No one is more fascinated by advertising people than advertising people. Their extra-curricular efforts have often been hypnotically self-referential. Until 'Mad Men' came along, and turned retro advertising drama into mass entertainment. Sujit Sanyal may not be quite as handsome as Jon Hamm, but his memoirs are a successful foray into the same genre or subculture, as the case may be.
Mr Sanyal was active in Calcutta in the seventies and eighties, although given the pace of life, both in advertising, and in the city, active may be a bit of an exaggeration. He was a decent old buffer, evidently, and his reminiscing has a gentle cheerfulness which is hard to resist. While the seventies are not as far back as the fifties, it was still a very different time. Most people wore HMT watches, and television was full of documentaries on fertilizer, and wall-to-wall Indira Gandhi. So this book has an archaeological quality to it. It takes you back to an era when lunches were long, unions were active, and a man was almost entirely measured by his capacity to hold his drink. I say man because there are very few women in it, although Tara Sinha does rampage in and out occasionally.
Mr Sanyal dips into bits and pieces of his entire career, from the point where he was a virgin intern, to the present day, when he is more or less chilling. He introduces us to some extremely interesting people along the way. Most of them are no longer famous. Except for one or two, like Suhel Seth. This must have been before he was epically dissed by Caravan. Luminaries such as Subhas Ghosal and Subroto Sengupta cross the stage, as does Satyajit Ray. Most of the portraits are interesting and friendly, although he does slag off temporary Bengali matinee idol Barun Chanda rather fearfully. Once you read this, you might be inclined to agree with him.

Data:

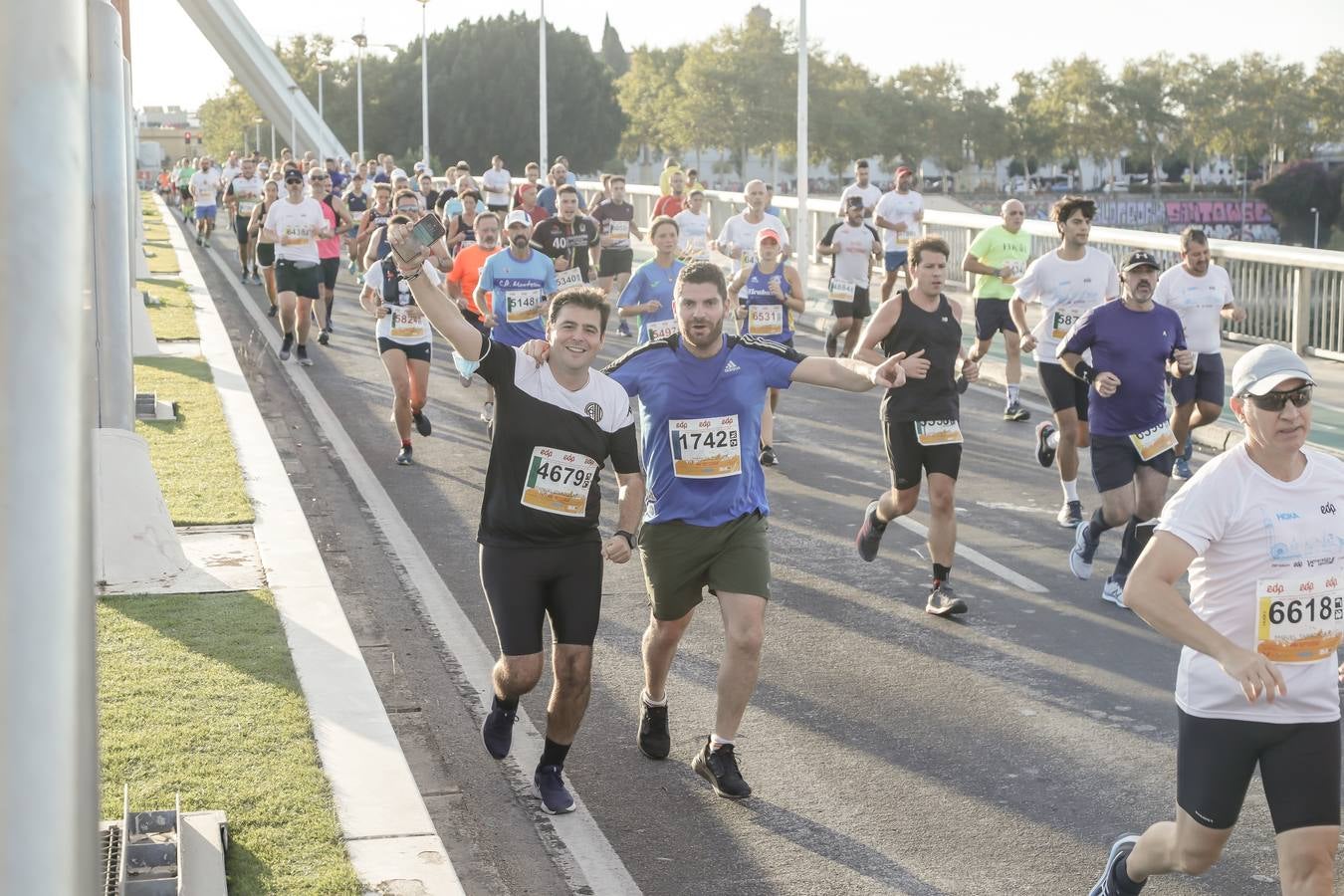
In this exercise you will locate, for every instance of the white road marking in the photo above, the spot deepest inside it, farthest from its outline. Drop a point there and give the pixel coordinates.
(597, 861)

What is expected:
Please transcribe the passage of the memoir review that runs from "No one is more" down to "case may be.". These lines come from a separate source.

Answer to the task:
No one is more fascinated by advertising people than advertising people. Their extra-curricular efforts have often been hypnotically self-referential. Until 'Mad Men' came along, and turned retro advertising drama into mass entertainment. Sujit Sanyal may not be quite as handsome as Jon Hamm, but his memoirs are a successful foray into the same genre or subculture, as the case may be.